Consignes de travail: Dans le récit consacré à Born To Sea, reproduisez le passage qui s'ouvre sur les mots contenant « Publié par And » et se clôt sur « grandit dans l'ignorance. », en substituant « yearling » à « poulain ».

Extrait du document:
<<<<

Overblog
Editer l'article Suivre ce blog Administration + Créer mon blog

And They're Off !!

And They're Off !!

chroniques sur les courses hippiques de tous temps.


Born To Sea.

Publié par And They're Off sur 11 Septembre 2012, 19:11pm

Born To Sea.

Born To Sea.

Le vilain petit canard.

Le 02 mars 2009, Urban Sea mettait au monde un frêle poulain bai, son dernier prodige. A peine eut elle le temps de lui dire qui il était, qu'elle s'éteignait, victime de complications à l'accouchement.
Born To Sea connu donc un début de vie bien difficile. Sa mère d'adoption lui était dévouée corps et âme, mais elle ne put jamais lui transmettre cet héritage si riche et le poulain grandit dans l'ignorance.

Quand Born To Sea sortit du van, John Oxx était là pour l'accueillir. Le poulain le dévisagea : ses yeux brillaient. On l'observa marcher, on le fit tourner, on caressa son poil étincelant. Le poulain sentait la tension, l'engouement. On le mena dans son box parsemé de paille fraiche. L'odeur lui chatouillait les naseaux. Il se sentait bien. Il sortit la tête et huma l'air. Un camion s'avança dans la cour. Un cheval en sortit à son tour, calme. On le fit pénétrer dans le box voisin. Born To Sea piaffait. Il tendit le cou vers son nouvel ami qui mâchouillait nonchalamment quelques brins de foin. Celui-ci lui frôla les naseaux en signe de bienvenue.
" Alors c'est toi le champion ?" Lui dit-il tout en continuant de mâcher.
Le champion. C'est quoi un champion ? Maman m'a dit : " Soit fort. Soit courageux. " C'est quoi le courage ? Pourquoi ils me regardent tous avec leurs grands yeux ?
Born To Sea observait les allées et venues. Tous ralentissaient lorsqu'ils passaient devant lui. Certains échangeaient quelques mots. On disait de lui qu'il était aussi beau que son frère, qu'il avait une petite tête maligne.
C'est qui mon frère ? Pourquoi tant d'attention ?
Born To Sea était perdu, restant sans réponses. Tout ce que son nouvel ami avait pu lui dire, c'était qu'il était issu d'une grande famille, mais il ignorait tout de son frère, lui aussi.

Les mois passèrent. L'entraînement était devenu une habitude. Born To Sea aimait galoper le matin avec ses copains. Un jour, qu'il se sentait plein de joie, il se laissa aller et avala la piste.

>>>>

Données fournies:
<<<<

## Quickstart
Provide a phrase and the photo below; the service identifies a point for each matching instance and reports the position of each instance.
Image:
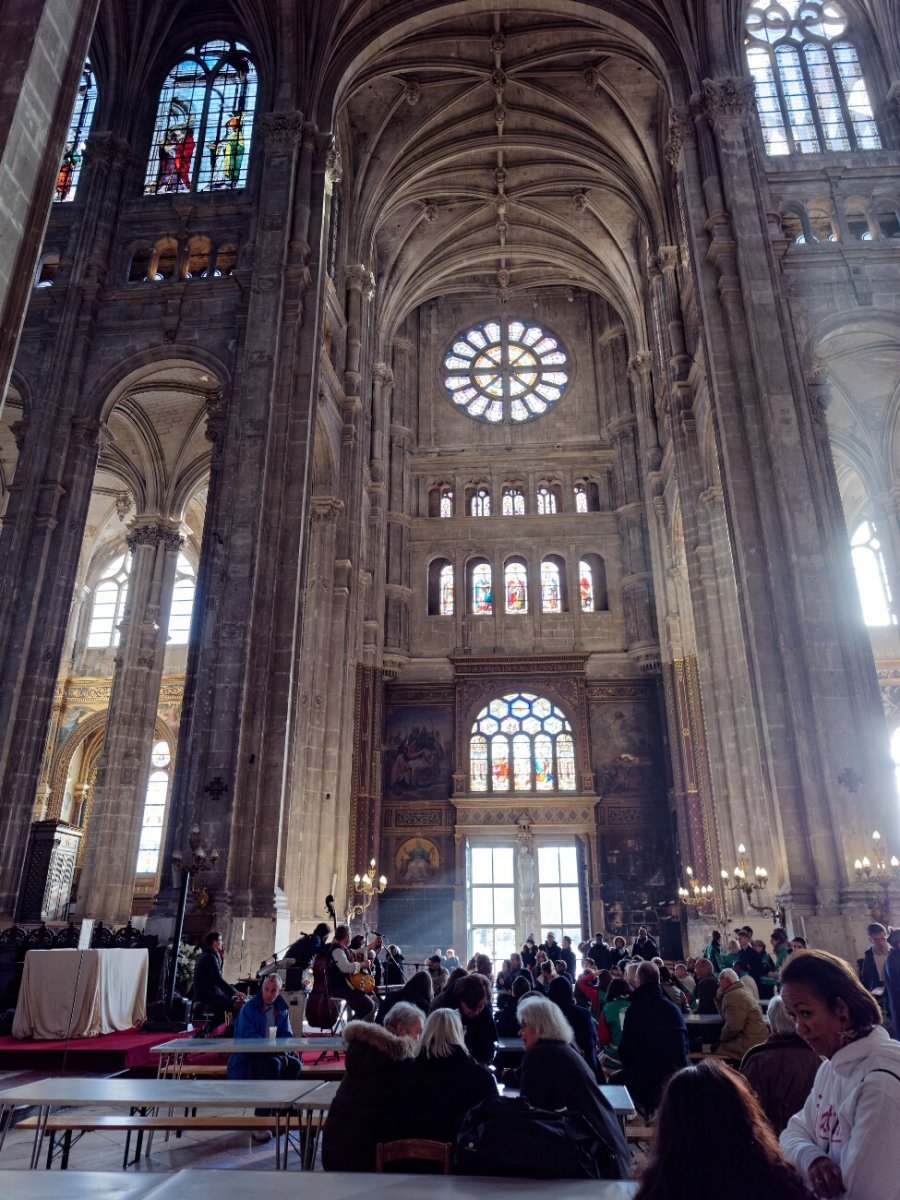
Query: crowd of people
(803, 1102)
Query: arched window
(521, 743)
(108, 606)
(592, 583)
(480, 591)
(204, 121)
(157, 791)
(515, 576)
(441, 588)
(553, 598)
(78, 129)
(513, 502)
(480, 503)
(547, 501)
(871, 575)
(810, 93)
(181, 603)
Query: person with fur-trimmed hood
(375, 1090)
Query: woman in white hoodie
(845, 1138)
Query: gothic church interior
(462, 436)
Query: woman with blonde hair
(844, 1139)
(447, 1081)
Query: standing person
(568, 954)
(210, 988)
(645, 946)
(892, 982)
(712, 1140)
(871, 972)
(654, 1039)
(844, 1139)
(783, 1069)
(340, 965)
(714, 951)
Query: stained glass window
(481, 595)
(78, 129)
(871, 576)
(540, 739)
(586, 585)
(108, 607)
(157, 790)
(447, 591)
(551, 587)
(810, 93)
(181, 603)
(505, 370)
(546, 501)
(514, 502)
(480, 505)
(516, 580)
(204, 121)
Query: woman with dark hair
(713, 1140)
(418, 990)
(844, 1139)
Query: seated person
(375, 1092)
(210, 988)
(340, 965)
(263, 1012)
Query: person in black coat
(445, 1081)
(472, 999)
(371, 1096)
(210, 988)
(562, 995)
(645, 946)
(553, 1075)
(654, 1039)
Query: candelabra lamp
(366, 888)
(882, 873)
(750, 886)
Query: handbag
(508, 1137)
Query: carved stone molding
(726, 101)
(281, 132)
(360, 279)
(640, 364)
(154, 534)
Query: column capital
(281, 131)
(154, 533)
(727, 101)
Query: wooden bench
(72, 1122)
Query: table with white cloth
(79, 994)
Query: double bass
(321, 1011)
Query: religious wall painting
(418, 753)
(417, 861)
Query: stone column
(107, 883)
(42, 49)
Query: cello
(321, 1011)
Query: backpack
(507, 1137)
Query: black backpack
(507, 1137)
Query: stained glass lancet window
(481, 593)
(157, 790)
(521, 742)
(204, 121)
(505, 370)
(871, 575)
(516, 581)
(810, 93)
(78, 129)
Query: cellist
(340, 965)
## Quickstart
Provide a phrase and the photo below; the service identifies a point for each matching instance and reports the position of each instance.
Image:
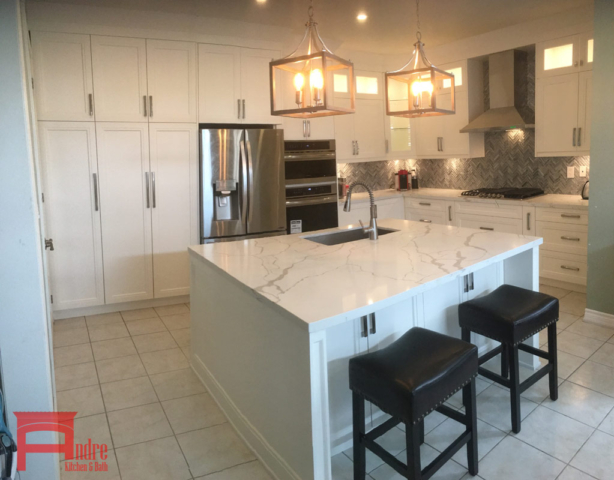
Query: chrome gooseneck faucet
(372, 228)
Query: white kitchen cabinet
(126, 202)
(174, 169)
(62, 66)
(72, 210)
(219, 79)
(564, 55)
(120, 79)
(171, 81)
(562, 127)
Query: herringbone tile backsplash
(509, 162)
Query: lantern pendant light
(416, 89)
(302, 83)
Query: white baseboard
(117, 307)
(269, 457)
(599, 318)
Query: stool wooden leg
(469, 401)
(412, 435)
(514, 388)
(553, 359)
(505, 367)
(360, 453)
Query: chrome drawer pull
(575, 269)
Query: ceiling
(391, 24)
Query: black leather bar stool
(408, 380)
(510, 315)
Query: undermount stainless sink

>>>>

Réponse:
Publié par And They're Off sur 11 Septembre 2012, 19:11pm

Born To Sea.

Born To Sea.

Le vilain petit canard.

Le 02 mars 2009, Urban Sea mettait au monde un frêle yearling bai, son dernier prodige. A peine eut elle le temps de lui dire qui il était, qu'elle s'éteignait, victime de complications à l'accouchement.
Born To Sea connu donc un début de vie bien difficile. Sa mère d'adoption lui était dévouée corps et âme, mais elle ne put jamais lui transmettre cet héritage si riche et le yearling grandit dans l'ignorance.